[Saved entries]
□ □ □ □ □

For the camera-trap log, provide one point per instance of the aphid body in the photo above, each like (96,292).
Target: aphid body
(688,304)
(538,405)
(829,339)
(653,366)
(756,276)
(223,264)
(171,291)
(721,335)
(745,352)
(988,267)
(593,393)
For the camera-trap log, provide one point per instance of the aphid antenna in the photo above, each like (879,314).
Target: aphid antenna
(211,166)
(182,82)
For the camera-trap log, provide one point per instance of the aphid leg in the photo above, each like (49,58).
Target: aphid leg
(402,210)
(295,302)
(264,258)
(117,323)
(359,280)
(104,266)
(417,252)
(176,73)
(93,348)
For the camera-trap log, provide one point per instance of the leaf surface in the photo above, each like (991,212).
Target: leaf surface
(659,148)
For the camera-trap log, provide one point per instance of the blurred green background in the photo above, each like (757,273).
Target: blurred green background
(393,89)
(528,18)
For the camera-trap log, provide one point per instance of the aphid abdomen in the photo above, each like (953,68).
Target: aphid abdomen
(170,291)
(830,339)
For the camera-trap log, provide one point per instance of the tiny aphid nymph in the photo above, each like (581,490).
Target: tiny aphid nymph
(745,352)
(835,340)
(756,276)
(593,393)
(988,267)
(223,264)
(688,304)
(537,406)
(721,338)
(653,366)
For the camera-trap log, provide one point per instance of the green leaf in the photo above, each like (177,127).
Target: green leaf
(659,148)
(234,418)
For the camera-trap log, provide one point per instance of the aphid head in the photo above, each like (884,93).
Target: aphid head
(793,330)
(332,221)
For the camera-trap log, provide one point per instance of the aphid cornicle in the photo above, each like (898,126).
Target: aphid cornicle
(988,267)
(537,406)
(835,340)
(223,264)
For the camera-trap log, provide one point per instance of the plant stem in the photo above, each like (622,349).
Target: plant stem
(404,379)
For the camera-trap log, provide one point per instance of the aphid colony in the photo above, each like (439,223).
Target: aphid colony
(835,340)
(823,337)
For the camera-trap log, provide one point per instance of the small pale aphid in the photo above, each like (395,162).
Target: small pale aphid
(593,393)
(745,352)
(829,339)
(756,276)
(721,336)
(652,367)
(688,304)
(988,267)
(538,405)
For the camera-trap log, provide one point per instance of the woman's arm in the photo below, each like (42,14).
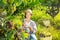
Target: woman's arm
(33,27)
(22,27)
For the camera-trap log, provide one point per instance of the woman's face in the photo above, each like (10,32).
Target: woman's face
(28,15)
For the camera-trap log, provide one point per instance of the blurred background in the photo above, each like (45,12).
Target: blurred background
(46,14)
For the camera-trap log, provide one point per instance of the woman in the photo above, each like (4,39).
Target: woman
(28,25)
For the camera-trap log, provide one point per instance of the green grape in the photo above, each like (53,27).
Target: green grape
(11,1)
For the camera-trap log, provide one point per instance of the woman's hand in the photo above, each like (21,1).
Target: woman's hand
(31,29)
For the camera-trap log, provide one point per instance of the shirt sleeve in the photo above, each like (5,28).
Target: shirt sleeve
(33,26)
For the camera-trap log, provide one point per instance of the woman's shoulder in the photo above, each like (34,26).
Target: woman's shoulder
(32,21)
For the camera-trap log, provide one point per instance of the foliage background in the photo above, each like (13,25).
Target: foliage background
(13,10)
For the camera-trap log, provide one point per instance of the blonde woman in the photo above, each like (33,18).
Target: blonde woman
(28,25)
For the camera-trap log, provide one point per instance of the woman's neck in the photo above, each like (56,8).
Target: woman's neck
(27,19)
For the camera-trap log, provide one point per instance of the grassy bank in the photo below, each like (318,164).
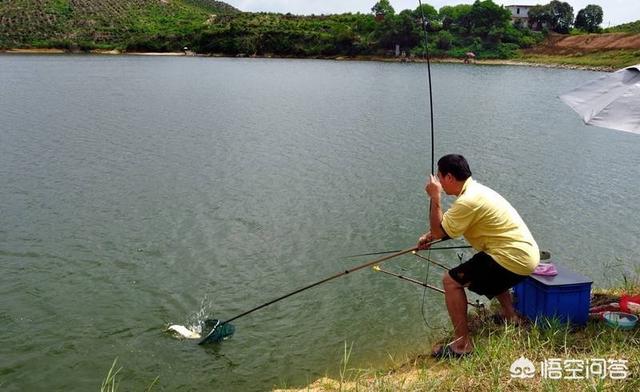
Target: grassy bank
(496,348)
(604,60)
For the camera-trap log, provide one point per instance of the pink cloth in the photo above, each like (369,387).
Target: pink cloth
(546,269)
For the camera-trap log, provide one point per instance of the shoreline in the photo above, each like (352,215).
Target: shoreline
(445,60)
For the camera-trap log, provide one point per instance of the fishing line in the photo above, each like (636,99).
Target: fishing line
(426,54)
(224,329)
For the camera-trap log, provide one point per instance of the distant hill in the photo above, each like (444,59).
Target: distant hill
(108,23)
(633,27)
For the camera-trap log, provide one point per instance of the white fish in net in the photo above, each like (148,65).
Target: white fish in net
(184,331)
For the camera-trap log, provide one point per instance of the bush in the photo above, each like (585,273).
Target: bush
(444,40)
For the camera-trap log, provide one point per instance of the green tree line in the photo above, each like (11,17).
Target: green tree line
(208,26)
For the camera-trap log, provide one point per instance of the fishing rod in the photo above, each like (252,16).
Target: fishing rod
(423,284)
(432,261)
(223,329)
(398,250)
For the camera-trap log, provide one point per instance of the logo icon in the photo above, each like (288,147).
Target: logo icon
(522,368)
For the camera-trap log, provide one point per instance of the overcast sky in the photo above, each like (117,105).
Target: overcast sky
(615,11)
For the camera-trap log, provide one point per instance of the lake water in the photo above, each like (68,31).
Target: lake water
(139,192)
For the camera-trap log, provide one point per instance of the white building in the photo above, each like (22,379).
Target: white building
(519,13)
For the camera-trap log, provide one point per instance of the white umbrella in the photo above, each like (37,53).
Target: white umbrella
(612,101)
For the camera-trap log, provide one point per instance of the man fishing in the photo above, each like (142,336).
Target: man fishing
(507,252)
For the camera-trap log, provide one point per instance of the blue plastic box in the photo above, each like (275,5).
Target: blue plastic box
(565,296)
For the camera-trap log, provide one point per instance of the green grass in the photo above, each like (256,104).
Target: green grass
(613,59)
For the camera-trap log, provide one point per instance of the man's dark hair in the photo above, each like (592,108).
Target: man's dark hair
(455,165)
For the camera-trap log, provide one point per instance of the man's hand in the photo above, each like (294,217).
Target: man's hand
(424,242)
(433,187)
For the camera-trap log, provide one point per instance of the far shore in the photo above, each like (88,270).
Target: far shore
(337,58)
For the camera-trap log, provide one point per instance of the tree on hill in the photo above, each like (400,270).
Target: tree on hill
(455,17)
(383,8)
(556,16)
(589,18)
(488,19)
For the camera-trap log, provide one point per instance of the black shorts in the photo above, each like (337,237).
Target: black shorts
(484,276)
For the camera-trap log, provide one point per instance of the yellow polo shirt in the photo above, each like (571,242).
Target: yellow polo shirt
(491,225)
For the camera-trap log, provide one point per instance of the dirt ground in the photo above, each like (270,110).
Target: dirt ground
(574,44)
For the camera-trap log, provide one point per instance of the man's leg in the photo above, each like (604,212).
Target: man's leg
(508,312)
(456,300)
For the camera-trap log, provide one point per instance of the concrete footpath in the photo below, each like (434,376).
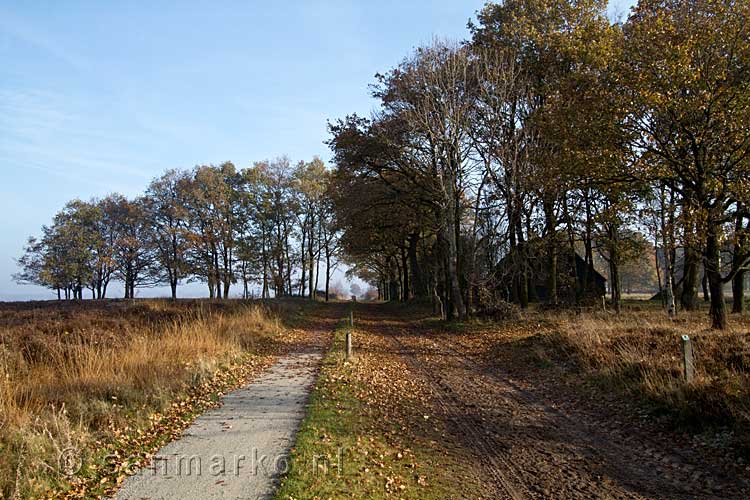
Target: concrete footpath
(239,450)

□ □ □ □ □

Restate the data above exactly, stripping out each image.

For the camera-trap log, provide one point per instance of the aphid body in the photo above, each like (96,292).
Target: aphid body
(688,304)
(538,405)
(829,339)
(653,366)
(756,276)
(223,264)
(171,291)
(721,335)
(745,352)
(988,267)
(593,393)
For the camera-trap log, provide one point per instance of the aphid antenna in the photo above, each like (879,314).
Target: aphid antenna
(211,166)
(182,82)
For the camera-trap log, provide one point per instance of the aphid leg in the photo above, each like (49,58).
Target: aphid leg
(402,210)
(295,302)
(264,258)
(117,323)
(359,280)
(104,266)
(417,252)
(176,73)
(93,348)
For the camera-trap log, provide one point per instance of the leaf surface in the photo above, each like (991,212).
Target: leaf surface
(659,148)
For the camera-trap log, provide one point per instance of the blurred green background in the photo above, each like (757,273).
Target: blurred green background
(393,89)
(528,18)
For the camera-trap log, provide one point per instance of the aphid abdomen in the photo above, each like (953,68).
Target: aphid abdomen
(170,291)
(830,339)
For the camera-trap log, provide one point per instance of the tiny aphid nymph in the photo above, each like (581,490).
Target: tiny aphid nymph
(745,352)
(835,340)
(756,276)
(593,393)
(988,267)
(223,264)
(688,304)
(537,406)
(721,338)
(653,366)
For the camera-trap log, provide one point per instance of the green leaf in the photo above, each like (177,127).
Target: green leaf
(659,148)
(234,418)
For the camera-trap log, provide one point per instance of the aphid head in the photo above, each like (884,93).
Target: aphid head
(793,330)
(332,221)
For the camera-trap log, provide one point per instance of the aphid cornicle in the photo above, each like (898,126).
Target: aphid cornicle
(988,267)
(537,406)
(835,340)
(223,264)
For the camera-trap log, provide one point per instance of the plant stem in the photo above, each like (622,349).
Target: plant stem
(404,379)
For the camera-trap log, provide one point per instance of the aphid colony in the photo above, each like (439,223).
Target: aphid colony
(835,340)
(823,337)
For the camera-trap log, provide one point per instance of the small pale aphid in the photo above, each like (395,162).
Target: small pale aphid
(593,393)
(745,352)
(829,339)
(756,276)
(721,336)
(652,367)
(688,304)
(988,267)
(538,405)
For the camera-trap log, provide one point per instance of the woman's arm in the photo below, each like (42,14).
Target: woman's arm
(33,27)
(22,27)
For the camera-trap log, provide one point per instance of the woman's face in the photo above, each like (10,32).
Target: woman's face
(28,15)
For the camera-trap log, provide one point per instance of the blurred background in the photo above, each like (45,12).
Target: blurred background
(46,14)
For the camera-trap log, provide one point per instance of the woman in the photo above, each like (4,39).
Target: woman
(28,25)
For the camera-trap log, provide one point per instance of the green grape in the photo above, each like (53,27).
Target: green grape
(11,1)
For the camera-trap log, provide one point per instance of the woman's hand in the photo above, each like (21,1).
Target: woman's hand
(31,29)
For the camera-trap log, provide one point per instance of the shirt sleeve in the photo above, each like (5,28).
Target: shirt sleeve
(33,26)
For the camera-trap log, provide one point per instance of the woman's shoulder in the photo above, each like (34,26).
Target: woman's shoulder
(32,21)
For the camera-trap log, provide one point per instance of the foliage background in the photo above, each like (13,25).
Target: foliage background
(13,10)
For the camera-trap log, provide one point per instance of the blonde woman in the photo above, each like (33,18).
Target: blonde woman
(28,25)
For the camera-trap log, provide one point per instance of the woman's neck in the photo above, each like (56,8).
Target: woman's neck
(27,19)
For the camera-trap log, provide one point per instance of the grassy bank in the photo below, each like (318,164).
Target: grassy bank
(496,348)
(604,60)
For the camera-trap log, provide one point per instance of the pink cloth in the photo above, each like (369,387).
Target: pink cloth
(546,269)
For the camera-trap log, provide one point per instance of the shoreline in the photo above, each like (352,215).
Target: shoreline
(445,60)
For the camera-trap log, provide one point per instance of the fishing line in the photo above, each like (636,99).
Target: fishing line
(426,54)
(224,329)
For the camera-trap log, provide one point per instance of the distant hill in the photo above, each like (444,59).
Target: distant hill
(108,23)
(633,27)
For the camera-trap log, provide one point per instance of the white fish in net in the photo above, each like (148,65).
Target: white fish in net
(184,331)
For the camera-trap log, provide one point per instance of the bush in the photo above, each like (585,273).
Target: bush
(444,40)
For the camera-trap log, provide one point per instance of the green tree line in the photo above, each like (11,17).
Target: green tree line
(208,26)
For the camera-trap log, provide one point per instance of the fishing rod in the photo above, each like (252,16).
Target: fishing rod
(423,284)
(432,261)
(223,329)
(398,250)
For the camera-trap log, provide one point per instance of the logo icon in the photo above, each like (288,147).
Target: logo icon
(522,368)
For the camera-trap log, provide one point per instance of the overcast sky in the photo above, each like (117,105).
Target: overcast sky
(615,11)
For the camera-trap log, provide one point per instance of the lake water in the photo above, each like (68,31).
Target: lake water
(139,192)
For the camera-trap log, provide one point per instance of the white building in the photo above, each like (22,379).
Target: white building
(519,13)
For the camera-trap log, provide one point per instance of the white umbrella in the photo above, each like (37,53).
Target: white umbrella
(612,101)
For the camera-trap log, provide one point per instance of the man fishing in the photo above, each like (142,336).
Target: man fishing
(507,252)
For the camera-trap log, provide one point per instance of the blue plastic box in the photo above, each like (275,5).
Target: blue plastic box
(565,296)
For the camera-trap log, provide one point per instance of the green grass in the photo above, each like (256,104).
Target: green grass
(613,59)
For the camera-trap log, provide one point per instance of the man's dark hair in the photo above, each like (592,108).
Target: man's dark hair
(455,165)
For the camera-trap log, provide one point per instance of the man's hand in the photo above, each like (294,217).
Target: man's hand
(424,242)
(433,187)
For the camera-trap log, provide one point per instance of the far shore in the photo above, each like (88,270).
Target: far shore
(337,58)
For the camera-trap log, provide one point per instance of the tree on hill in the photo above, each like (400,270).
Target: tree on hill
(455,17)
(383,8)
(556,16)
(589,18)
(488,19)
For the camera-trap log, provide one point per instance of the black shorts in the photo above, each like (337,237).
Target: black shorts
(484,276)
For the camera-trap log, provide one point per instance of the yellow polo shirt in the photo above, each like (571,242).
Target: yellow polo shirt
(491,225)
For the camera-trap log, provide one point per instance of the dirt ground in the photo above, each like (270,110).
Target: dirt ground
(574,44)
For the camera-trap log, provide one point per instance of the man's leg in the photo above, each like (604,212).
Target: man's leg
(508,312)
(456,300)
For the camera-trap log, provide one point per instance of the concrete footpath in the photo below, each like (434,376).
Target: concrete footpath
(239,450)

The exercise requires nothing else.